Begin RECORDS

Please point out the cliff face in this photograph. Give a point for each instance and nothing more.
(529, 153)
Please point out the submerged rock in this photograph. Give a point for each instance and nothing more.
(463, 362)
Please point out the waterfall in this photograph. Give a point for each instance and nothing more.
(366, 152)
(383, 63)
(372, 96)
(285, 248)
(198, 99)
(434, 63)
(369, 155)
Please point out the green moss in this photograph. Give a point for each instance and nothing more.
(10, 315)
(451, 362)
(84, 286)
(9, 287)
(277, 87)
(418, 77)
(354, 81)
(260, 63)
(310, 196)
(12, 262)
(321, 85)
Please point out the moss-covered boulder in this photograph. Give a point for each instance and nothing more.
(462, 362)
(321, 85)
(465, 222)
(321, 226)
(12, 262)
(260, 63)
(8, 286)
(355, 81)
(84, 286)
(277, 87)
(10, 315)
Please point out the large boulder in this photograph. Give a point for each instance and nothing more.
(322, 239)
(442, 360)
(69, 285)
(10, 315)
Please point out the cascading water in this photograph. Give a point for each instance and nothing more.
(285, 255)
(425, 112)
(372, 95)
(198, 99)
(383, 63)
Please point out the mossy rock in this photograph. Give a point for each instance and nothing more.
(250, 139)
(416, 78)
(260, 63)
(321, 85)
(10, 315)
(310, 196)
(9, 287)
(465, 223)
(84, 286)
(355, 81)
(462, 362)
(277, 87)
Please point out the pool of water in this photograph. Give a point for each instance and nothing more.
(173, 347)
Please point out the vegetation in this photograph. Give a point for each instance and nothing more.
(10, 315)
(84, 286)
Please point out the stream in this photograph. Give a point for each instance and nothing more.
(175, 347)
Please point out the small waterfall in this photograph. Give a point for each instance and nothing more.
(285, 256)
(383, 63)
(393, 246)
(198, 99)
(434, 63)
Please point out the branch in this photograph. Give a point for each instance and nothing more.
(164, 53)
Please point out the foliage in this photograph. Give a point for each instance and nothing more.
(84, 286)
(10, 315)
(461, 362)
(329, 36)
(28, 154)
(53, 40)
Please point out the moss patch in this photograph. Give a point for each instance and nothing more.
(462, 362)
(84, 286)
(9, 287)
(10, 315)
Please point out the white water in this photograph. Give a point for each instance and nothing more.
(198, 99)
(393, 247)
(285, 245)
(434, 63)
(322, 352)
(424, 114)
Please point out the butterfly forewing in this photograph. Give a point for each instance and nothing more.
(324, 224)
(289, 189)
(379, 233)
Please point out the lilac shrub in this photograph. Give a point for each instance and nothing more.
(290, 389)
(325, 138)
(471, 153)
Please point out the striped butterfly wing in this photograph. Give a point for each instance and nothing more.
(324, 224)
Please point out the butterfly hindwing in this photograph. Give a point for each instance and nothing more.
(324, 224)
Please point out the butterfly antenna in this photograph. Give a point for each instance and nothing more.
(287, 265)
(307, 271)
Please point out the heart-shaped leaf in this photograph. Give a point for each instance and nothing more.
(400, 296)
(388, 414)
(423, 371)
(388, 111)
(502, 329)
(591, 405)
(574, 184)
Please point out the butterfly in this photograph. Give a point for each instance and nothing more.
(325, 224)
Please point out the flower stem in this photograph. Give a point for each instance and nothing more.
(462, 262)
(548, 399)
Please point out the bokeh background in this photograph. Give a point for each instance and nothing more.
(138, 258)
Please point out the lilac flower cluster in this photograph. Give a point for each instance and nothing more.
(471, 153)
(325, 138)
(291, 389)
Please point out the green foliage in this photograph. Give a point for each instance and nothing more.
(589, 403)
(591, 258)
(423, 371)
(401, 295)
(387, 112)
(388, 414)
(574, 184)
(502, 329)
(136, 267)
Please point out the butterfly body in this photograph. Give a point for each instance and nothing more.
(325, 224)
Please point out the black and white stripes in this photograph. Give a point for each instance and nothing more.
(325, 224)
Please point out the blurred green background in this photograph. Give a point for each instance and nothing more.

End RECORDS

▸ **EXERCISE DIRECTIONS**: Rewrite the records from the line containing "Please point out the lilac flower" through the last line of the records, changing "green" to "emerald" and leaving everything else the same.

▸ **EXERCISE RESPONSE**:
Please point out the lilac flower cluster in this photograph. Give a point for each instance and nothing more.
(471, 153)
(325, 138)
(291, 389)
Please point out the emerald foliage in this photograph. Give a point for each instance and nothing more.
(589, 403)
(591, 258)
(423, 371)
(401, 295)
(387, 112)
(388, 414)
(574, 184)
(502, 329)
(136, 267)
Please point out the butterfly body in this photograph. Give a point for each instance and nothing more.
(325, 224)
Please point out the black and white stripes in this photograph. Give a point for each instance and nothing more.
(325, 224)
Please point out the blurred emerald background in this photograph. Give a point for each instance and nothing more.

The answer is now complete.